### Exercise requirements
Return every line from the entries below that contains the word "ended".

### Records for the exercise
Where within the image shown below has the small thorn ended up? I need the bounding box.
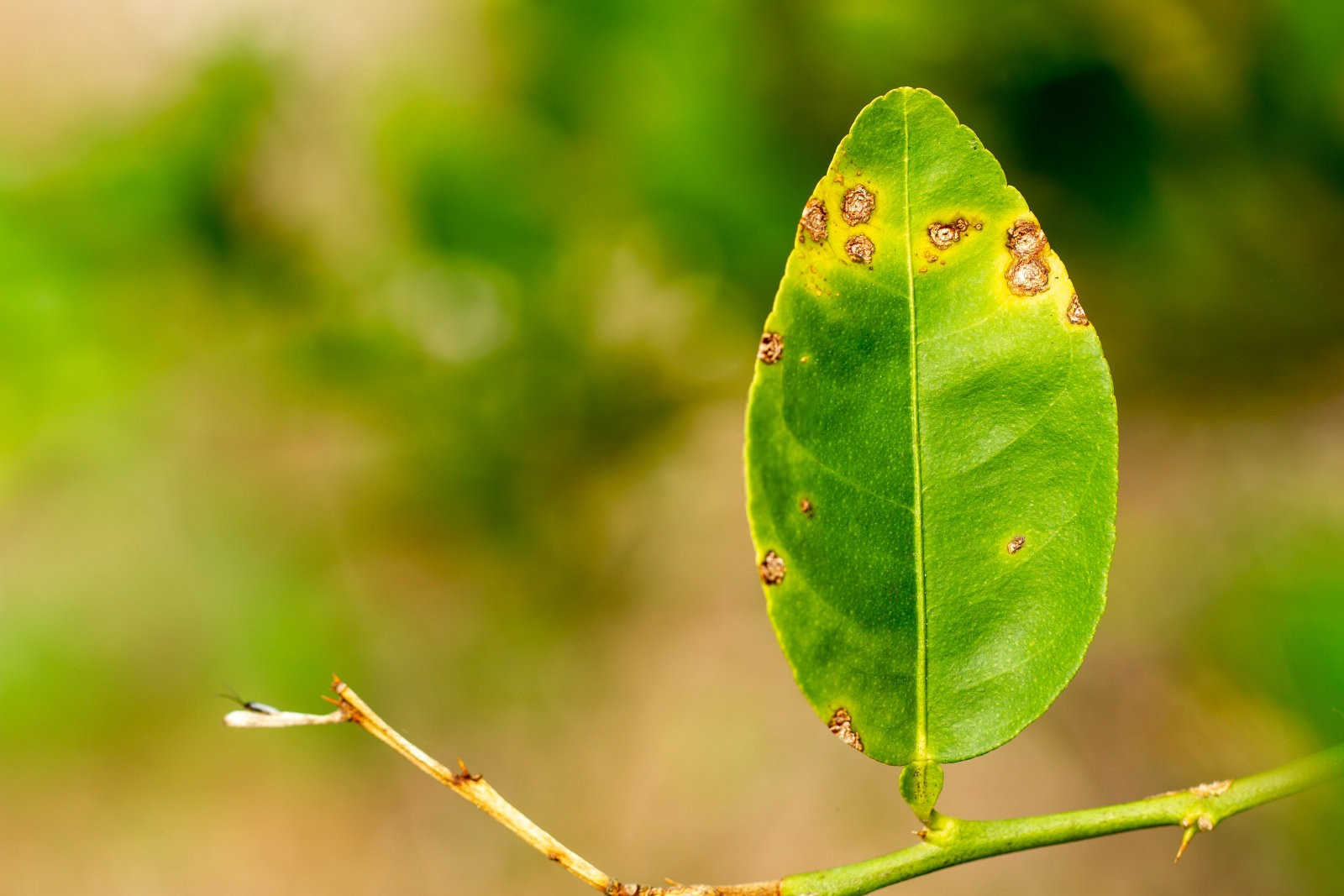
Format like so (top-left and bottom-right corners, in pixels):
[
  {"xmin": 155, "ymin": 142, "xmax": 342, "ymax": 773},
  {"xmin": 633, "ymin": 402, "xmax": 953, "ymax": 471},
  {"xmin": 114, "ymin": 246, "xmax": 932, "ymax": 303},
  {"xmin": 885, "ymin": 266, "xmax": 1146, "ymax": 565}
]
[{"xmin": 1172, "ymin": 825, "xmax": 1199, "ymax": 865}]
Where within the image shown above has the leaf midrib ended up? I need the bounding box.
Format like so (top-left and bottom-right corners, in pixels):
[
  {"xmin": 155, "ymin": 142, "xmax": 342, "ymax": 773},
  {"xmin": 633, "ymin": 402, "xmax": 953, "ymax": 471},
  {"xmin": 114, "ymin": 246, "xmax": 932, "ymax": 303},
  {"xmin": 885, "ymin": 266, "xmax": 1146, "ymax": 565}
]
[{"xmin": 900, "ymin": 90, "xmax": 929, "ymax": 760}]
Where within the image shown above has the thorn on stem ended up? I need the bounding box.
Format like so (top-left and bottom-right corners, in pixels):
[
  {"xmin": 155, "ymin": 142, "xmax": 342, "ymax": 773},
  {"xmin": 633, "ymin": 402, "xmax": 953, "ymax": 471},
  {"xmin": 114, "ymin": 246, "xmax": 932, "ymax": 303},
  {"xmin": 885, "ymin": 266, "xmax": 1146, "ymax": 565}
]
[{"xmin": 1172, "ymin": 822, "xmax": 1198, "ymax": 865}]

### Task output
Where within the image shown below has the small thorn ended up? I need the bounding box.
Where within the image shown above has the leaf midrib ended up? I need the bounding box.
Where within the image shown above has the thorn on stem ended up? I need the bounding box.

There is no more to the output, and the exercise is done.